======== Text section ========
STL@NYM: Freese takes Hefner deep with a solo homer

PHOENIX -- Though Mike Matheny continues to receive encouraging reports about David Freese's work down in Florida, the Cardinals manager is not ready to promise the third baseman a place in the team's lineup for Monday's home opener.

That April 8 game remains a target date for Freese to come off the disabled list, though he still has  checkpoints to pass before he is removed. One of the most important will be his ability to play nine pain-free innings and then recover appropriately. Freese, whose back injury traces back to a spill he took into the stands during a March 4 game, did not play nine innings in a Grapefruit League game this spring.

"We're not ruling out that he'll be there on Monday, but we're also not ruling out that he might need a little more time," Matheny said. "We're looking everything over. He's really kind of pushing the envelope of trying to be ready by Monday, and we wanted him to kind of push that. But we need to make sure that he's ready to play a full game before we risk bringing him back to St. Louis."

According to Matheny, Freese's back responded well to the cardio work he did on Tuesday. The Cardinals still tentatively plan to have Freese play in extended spring training games on Friday and Saturday.

"Obviously, we don't have our own eyes on him, so we're going to have to hear exactly what they're seeing and how he's moving," Matheny said. "We have to see how he bounces back. We just don't have a lot of time to get as much information as we need. We'll take everything into consideration."

Robinson hopes to make most of limited time

STL@WSH: Robinson hits grand slam in the fifth inning

PHOENIX -- Outfielder Shane Robinson secured a spot on the Cardinals roster with a terrific spring but is now left with the challenge of maintaining that momentum while playing only sparingly.

Robinson led the team with a .458 Grapefruit League average (minimum 25 at-bats) and ranked third on the club with 14 RBIs. He never went more than two games without a hit, something Robinson credits to a simplified approach that he hopes will help him as a pinch-hitter.

"It's a challenge not being in there every day, but I'll have treat my work in the cage and during BP almost like a game-type situation so that I can stay fresh and not lose what I had going in spring," Robinson said. "Last year, I think I was kind of still working with my swing and understanding what I needed to do as a pinch-hitter off the bench. This year, I found my swing early in the spring."

Finding playing time for Robinson will be a tricky task for manager Mike Matheny. Robinson will be called upon to play center when Jon Jay needs a breather, though scheduled days off are a rarity for Jay. Robinson could slide into either corner outfield spots, too, but with Matt Adams on the roster, those assignments look increasingly likely to go to Allen Craig.
======== Given information ========
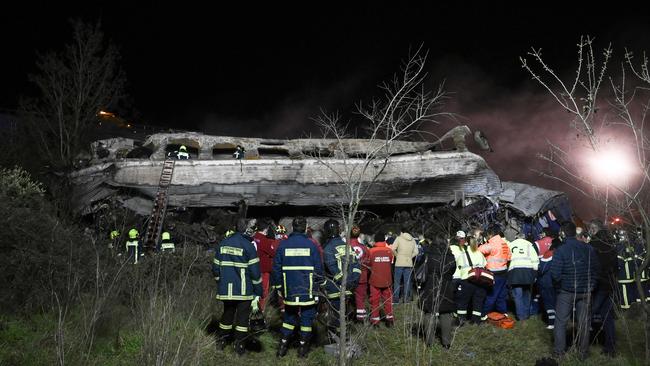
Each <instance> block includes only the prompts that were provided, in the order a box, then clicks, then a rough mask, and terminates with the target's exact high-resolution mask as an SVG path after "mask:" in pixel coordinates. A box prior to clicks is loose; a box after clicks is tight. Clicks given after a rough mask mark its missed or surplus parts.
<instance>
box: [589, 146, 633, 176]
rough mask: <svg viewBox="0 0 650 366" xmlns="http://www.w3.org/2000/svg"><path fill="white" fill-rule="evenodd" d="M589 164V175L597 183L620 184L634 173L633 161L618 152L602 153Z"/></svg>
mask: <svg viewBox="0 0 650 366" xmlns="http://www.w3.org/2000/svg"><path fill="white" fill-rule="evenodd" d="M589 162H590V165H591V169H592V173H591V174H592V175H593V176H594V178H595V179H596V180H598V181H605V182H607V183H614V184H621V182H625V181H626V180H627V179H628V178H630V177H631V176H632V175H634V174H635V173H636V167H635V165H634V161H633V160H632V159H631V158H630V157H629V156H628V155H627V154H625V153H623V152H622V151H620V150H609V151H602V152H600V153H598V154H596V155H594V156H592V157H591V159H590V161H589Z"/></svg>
========
Exercise: Please pull out the passage of the Cardinals article from "PHOENIX -- Though" up to and including "Monday's home opener.", copying it word for word.

Result below:
PHOENIX -- Though Mike Matheny continues to receive encouraging reports about David Freese's work down in Florida, the Cardinals manager is not ready to promise the third baseman a place in the team's lineup for Monday's home opener.